• Study questions
- a) Return the passage on prescription drug spending exactly as it appears, starting with "The first drop" and going on through "the value equation.".
- b) Resume the passage on prescription drug spending from its final sentence, carrying the argument forward in the same voice.

• Passage provided
The first drop in spending in 20 years on drugs for common diseases like high cholesterol grabbed the headlines when reported by Express Scripts. The fact that this decrease was more than offset by increased spending on specialty products was relegated to the smaller print in subsequent paragraphs. This latter trend, however, is likely to continue to drive total pharmaceutical spending higher and is less susceptible to long term price decreases from generic competition.
Those who latch on to the highlight of the report as an indication that increasing the use of generics is the way to impact rising health care costs significantly should realize that three factors will make this a desirable, but ultimately insufficient measure to cure what ails run-away spending in the US and more importantly, it puts the focus on the wrong side of the value equation.
First, pharmaceuticals account for a mere ten percent of the total healthcare spend and have been at that level or below consistently since the 1960s. While it is true that spending on drugs has increased along with other sectors, any reduction - no matter how desirable or achievable - in pharmaceutical spend will have a limited impact on the overall cost of healthcare.

• Extracted entries
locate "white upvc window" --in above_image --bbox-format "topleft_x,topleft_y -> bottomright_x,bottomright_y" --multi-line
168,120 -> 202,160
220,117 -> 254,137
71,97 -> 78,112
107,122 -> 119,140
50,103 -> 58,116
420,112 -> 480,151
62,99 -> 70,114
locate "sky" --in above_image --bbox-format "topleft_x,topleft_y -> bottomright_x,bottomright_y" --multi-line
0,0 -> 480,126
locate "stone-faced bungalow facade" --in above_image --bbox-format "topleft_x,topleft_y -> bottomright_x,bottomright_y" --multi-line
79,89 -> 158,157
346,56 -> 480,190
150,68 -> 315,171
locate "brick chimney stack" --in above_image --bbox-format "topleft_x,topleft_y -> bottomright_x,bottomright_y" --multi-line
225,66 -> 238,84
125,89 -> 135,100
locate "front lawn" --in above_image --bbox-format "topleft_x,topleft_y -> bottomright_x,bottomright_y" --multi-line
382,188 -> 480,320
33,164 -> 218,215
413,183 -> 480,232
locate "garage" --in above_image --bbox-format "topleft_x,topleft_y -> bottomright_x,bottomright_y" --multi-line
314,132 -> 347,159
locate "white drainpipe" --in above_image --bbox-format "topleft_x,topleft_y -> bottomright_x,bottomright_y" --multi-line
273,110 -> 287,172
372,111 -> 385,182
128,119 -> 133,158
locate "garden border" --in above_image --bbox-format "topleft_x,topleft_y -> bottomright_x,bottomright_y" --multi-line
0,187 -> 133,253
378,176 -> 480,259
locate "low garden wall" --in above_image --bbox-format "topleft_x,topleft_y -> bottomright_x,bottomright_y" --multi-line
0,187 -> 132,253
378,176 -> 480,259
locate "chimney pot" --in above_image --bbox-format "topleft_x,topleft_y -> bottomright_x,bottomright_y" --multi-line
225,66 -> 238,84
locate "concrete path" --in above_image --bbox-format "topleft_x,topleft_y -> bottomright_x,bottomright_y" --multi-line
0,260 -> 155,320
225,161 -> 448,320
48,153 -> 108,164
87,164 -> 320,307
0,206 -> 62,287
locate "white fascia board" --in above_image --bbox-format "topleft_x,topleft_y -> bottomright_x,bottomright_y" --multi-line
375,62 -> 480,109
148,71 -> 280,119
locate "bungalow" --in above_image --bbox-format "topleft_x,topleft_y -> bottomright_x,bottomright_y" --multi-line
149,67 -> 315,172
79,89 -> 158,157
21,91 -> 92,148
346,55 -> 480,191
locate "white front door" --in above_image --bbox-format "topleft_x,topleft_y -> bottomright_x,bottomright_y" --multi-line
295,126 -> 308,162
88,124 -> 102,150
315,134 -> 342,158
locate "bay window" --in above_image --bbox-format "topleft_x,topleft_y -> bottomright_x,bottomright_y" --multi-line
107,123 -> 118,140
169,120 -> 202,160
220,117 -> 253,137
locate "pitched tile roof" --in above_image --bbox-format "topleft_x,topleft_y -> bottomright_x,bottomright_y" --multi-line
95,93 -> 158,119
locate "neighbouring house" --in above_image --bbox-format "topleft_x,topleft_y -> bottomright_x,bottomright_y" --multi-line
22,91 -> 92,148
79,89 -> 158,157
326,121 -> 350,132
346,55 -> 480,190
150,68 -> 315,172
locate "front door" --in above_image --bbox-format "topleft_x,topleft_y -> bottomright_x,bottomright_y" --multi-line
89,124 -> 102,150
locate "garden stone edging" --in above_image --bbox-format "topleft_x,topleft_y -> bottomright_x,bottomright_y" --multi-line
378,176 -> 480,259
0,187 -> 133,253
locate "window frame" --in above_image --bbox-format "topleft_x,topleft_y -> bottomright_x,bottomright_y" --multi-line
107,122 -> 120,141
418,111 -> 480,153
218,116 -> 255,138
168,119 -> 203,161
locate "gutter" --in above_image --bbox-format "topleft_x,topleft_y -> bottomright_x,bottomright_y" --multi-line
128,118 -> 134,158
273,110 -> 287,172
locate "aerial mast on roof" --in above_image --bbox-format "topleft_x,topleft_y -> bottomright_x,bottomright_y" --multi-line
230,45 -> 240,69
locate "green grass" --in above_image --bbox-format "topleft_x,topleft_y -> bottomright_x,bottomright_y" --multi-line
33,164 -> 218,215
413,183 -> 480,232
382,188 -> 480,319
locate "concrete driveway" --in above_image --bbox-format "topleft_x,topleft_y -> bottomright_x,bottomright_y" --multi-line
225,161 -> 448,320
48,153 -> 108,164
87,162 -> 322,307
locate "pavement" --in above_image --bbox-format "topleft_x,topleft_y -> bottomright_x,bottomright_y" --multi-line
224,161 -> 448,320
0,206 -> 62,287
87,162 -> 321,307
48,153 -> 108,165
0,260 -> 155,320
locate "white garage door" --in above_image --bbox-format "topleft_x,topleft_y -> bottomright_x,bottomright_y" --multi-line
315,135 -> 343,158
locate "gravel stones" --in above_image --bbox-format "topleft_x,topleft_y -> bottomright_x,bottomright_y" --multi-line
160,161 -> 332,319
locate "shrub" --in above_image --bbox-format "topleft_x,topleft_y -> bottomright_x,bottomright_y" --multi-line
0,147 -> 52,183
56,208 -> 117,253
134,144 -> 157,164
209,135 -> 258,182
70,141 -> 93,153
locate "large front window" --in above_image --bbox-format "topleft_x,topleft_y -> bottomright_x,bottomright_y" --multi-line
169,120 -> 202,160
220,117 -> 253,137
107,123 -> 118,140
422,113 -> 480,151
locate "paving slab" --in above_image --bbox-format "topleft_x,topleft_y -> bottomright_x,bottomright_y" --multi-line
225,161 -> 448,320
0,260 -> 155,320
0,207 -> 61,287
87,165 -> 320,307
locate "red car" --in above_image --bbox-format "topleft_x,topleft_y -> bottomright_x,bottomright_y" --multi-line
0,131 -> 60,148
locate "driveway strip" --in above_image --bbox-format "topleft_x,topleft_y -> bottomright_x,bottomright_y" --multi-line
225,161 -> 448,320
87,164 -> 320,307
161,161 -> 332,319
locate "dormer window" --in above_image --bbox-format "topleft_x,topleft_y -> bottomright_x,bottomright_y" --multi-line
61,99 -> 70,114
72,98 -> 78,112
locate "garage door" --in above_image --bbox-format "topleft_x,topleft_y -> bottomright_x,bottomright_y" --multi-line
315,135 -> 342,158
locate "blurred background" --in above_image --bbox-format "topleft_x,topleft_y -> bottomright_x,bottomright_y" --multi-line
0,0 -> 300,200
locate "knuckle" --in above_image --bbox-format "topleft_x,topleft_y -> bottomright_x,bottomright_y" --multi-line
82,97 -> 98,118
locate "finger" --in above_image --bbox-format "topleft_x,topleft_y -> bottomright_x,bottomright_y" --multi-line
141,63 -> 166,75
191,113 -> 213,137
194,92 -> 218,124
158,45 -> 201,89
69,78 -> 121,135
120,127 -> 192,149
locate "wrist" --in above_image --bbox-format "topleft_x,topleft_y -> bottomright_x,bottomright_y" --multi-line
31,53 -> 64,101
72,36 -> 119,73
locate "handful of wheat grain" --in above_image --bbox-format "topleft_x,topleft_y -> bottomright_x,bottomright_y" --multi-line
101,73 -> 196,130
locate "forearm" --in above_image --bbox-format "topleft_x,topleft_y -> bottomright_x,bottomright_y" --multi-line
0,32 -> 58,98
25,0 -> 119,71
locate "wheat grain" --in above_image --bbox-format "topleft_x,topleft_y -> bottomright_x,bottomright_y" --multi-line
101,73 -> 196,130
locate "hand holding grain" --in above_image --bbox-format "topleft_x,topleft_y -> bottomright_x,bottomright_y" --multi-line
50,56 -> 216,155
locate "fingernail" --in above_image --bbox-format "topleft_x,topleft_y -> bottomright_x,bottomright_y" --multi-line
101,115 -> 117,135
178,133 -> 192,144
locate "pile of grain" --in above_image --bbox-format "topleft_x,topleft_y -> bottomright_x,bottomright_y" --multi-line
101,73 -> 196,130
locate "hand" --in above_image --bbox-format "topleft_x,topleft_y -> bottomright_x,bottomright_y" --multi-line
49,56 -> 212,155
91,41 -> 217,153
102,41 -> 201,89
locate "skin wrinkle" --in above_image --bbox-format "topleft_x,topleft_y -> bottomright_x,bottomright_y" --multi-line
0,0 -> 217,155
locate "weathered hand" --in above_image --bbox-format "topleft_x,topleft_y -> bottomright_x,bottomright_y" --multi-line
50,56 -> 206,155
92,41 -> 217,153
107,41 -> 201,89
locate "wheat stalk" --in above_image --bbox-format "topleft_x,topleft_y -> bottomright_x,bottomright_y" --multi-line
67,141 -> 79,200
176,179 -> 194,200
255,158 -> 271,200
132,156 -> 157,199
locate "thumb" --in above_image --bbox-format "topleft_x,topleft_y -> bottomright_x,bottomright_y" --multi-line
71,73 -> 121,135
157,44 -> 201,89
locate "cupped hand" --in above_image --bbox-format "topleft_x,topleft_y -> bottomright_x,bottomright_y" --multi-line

• Responses for each task
- a)
The first drop in spending in 20 years on drugs for common diseases like high cholesterol grabbed the headlines when reported by Express Scripts. The fact that this decrease was more than offset by increased spending on specialty products was relegated to the smaller print in subsequent paragraphs. This latter trend, however, is likely to continue to drive total pharmaceutical spending higher and is less susceptible to long term price decreases from generic competition.
Those who latch on to the highlight of the report as an indication that increasing the use of generics is the way to impact rising health care costs significantly should realize that three factors will make this a desirable, but ultimately insufficient measure to cure what ails run-away spending in the US and more importantly, it puts the focus on the wrong side of the value equation.

- b)
Second, in the near term, there are fewer big selling small molecule drugs coming off patent in the next few years than there have been in recent years when multi-billion drugs like Lipitor and Paxil faced generic competition for the first time. The past few years have seen a huge growth in generics as a wave of patents expired. Drugs coming off patent after about ten years of sales represent one of the few cost reductions extant in the health care system.
Third, the area of largest growth in the pharmaceutical industry -- specialty products in general and biologics more specifically -- presents the greatest challenge to generics manufacturers. It will be difficult for generic manufacturers to achieve the same price differential that makes generic versions of small molecules so attractive. There are a few key reasons:
• The reduced margin associated with biologics - even with higher unit prices - limits potential price reduction.
• In addition, the cost of manufacturing biologics is far greater than for small molecules. The capital investment required serves as a deterrent to competitors producing and supplying copycat products.
• The complexity of the manufacturing process will also serve to limit the number of producers with the technical capability to meet the high standards needed to ensure both bio-equivalence and avoid the potential safety issues inherent in creating a biologic.
• Regulatory agencies may require clinical trials to demonstrate safety and efficacy. These trials are associated with additional added cost and new capabilities.
• Finally, there are those who advocate that regulators should restrict generic substitution without a physician's approval which would likely necessitate some level of detailing for biosimilars eroding the margins and/or price differential even more.
Although the exact approval pathway for biosimilars in the US is still uncertain, we believe that eventually there will be generic competition and that these new products will be somewhat cheaper than the original. There will be fewer manufacturers -- ironically current manufacturers of branded products may be the best positioned to produce biosimilars due to the capital and technical investments needed -- and the degree of price reduction will be lower than for small molecules.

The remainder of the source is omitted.